TASK REQUIREMENTS =>
[1] List every requirement the locomotive was meant to meet, according to the SD60M model description.
[2] Answer these questions using the SD60M model description:
(a) Who originally wrote the description?
(b) For what reason was a diesel chosen over steam?
(c) What kind of truck does Cannonball Enterprises Ltd. have?
[3] Reproduce part of the SD60M model description word for word, beginning at the words "The following is" and stopping after "the current market.".

SOURCE EXTRACT =>
====

The following is an original description of building this unique SD60M model, written
originally by Mr Gerry Bowden of Grants Pass, Oregon.
The SD-60M Wide Cab Diesel was conceived to fill a need for a locomotive
a. was simple to operate and maintain.
b. would be able to negotiate 5% grades.
c. would haul at least 15 passengers.
Numerous locomotive designs in steam and diesel were considered, including
the D&RGW, K-28 & K-36 narrow gauge locomotives. In the end it was felt
that, for ease of operation, a diesel would be chosen and that it would
have to be a design not available on the current market.
Because Cannonball Enterprises Ltd. has an EMD, HTC 3-Axle Truck, we felt
that as large a gas engine as possible should be included. We finally
arrived at the UP SD-60M wide cab diesel.

====

STORED DATA =>
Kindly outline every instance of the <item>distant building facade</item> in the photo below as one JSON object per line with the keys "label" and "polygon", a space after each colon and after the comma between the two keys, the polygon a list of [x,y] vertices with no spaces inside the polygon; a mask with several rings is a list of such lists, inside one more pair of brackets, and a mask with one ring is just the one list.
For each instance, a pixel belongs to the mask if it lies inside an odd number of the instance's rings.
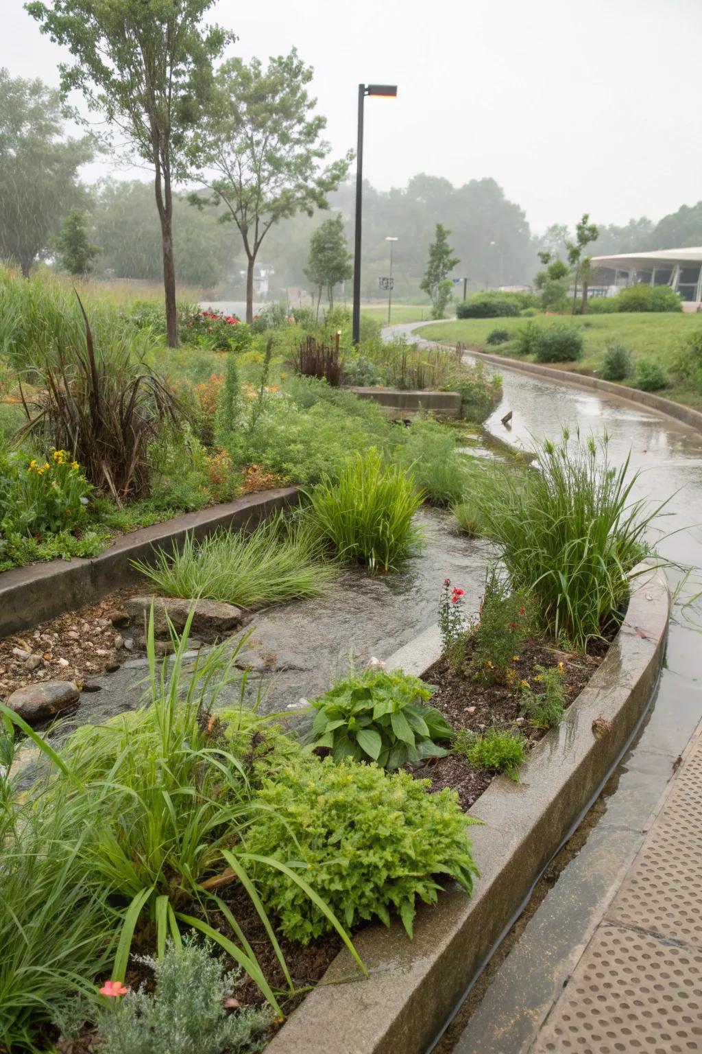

====

TASK SOLUTIONS =>
[1]
- It was simple to operate and maintain.
- It would be able to negotiate 5% grades.
- It would haul at least 15 passengers.

[2]
(a) Mr Gerry Bowden of Grants Pass, Oregon.
(b) For ease of operation.
(c) An EMD, HTC 3-Axle Truck.

[3]
The following is an original description of building this unique SD60M model, written
originally by Mr Gerry Bowden of Grants Pass, Oregon.
The SD-60M Wide Cab Diesel was conceived to fill a need for a locomotive
a. was simple to operate and maintain.
b. would be able to negotiate 5% grades.
c. would haul at least 15 passengers.
Numerous locomotive designs in steam and diesel were considered, including
the D&RGW, K-28 & K-36 narrow gauge locomotives. In the end it was felt
that, for ease of operation, a diesel would be chosen and that it would
have to be a design not available on the current market.